:: DESCRIPTION OF THE TASK ::
Collect each line of the data below that contains the word "snow".

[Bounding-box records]
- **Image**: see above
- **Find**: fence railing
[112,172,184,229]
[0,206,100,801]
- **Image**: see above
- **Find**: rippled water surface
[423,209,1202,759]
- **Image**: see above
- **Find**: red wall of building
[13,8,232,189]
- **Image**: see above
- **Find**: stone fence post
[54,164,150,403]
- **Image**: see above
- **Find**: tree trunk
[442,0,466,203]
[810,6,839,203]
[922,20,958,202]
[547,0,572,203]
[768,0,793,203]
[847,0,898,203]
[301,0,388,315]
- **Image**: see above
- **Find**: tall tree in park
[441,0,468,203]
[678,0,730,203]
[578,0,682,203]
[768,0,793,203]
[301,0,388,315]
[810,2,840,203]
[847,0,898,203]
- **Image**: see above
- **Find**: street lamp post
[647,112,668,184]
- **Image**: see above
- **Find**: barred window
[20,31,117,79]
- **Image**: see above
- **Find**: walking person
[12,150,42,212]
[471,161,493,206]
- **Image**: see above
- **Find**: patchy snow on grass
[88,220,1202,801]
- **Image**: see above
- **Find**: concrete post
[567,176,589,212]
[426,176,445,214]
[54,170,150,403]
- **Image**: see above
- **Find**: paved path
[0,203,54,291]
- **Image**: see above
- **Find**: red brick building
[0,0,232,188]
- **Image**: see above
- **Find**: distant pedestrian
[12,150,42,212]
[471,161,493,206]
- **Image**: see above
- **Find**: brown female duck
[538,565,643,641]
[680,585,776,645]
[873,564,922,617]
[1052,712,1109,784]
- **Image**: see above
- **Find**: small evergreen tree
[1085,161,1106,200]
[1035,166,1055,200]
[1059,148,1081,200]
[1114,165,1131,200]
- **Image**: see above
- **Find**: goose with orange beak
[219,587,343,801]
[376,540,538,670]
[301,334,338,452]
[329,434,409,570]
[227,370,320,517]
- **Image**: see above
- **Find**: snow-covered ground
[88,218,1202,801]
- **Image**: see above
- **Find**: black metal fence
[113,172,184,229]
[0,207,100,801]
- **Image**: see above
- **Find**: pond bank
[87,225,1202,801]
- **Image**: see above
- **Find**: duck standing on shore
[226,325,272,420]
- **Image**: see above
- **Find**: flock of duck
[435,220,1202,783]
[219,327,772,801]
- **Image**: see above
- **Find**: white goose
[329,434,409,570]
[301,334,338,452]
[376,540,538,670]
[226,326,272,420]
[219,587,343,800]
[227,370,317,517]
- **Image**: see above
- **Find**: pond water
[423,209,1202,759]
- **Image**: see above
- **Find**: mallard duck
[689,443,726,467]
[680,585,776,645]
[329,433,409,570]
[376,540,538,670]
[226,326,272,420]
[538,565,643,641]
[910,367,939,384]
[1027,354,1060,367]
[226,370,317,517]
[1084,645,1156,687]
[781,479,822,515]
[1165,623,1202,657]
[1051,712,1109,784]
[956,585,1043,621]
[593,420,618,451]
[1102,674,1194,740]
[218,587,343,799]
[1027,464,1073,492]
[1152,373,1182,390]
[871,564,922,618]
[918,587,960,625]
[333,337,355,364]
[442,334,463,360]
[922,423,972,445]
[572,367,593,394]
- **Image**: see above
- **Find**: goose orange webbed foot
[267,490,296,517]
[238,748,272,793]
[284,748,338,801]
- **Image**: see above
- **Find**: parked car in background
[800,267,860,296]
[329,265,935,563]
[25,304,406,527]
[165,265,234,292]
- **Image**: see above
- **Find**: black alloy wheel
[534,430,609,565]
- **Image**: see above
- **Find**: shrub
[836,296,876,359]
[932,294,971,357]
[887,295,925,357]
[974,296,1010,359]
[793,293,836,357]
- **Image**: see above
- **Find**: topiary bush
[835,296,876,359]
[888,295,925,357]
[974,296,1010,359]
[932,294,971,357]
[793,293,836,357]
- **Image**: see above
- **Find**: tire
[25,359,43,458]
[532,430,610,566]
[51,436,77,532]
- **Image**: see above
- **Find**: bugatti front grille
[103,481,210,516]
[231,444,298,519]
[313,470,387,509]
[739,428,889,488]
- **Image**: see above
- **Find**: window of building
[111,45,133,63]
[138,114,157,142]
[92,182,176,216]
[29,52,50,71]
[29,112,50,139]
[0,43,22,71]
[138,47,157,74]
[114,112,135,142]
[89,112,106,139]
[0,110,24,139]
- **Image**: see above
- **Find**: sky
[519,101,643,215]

:: COMPLETED TASK ::
- **Find**: patchy snow on grass
- **Find**: snow-covered ground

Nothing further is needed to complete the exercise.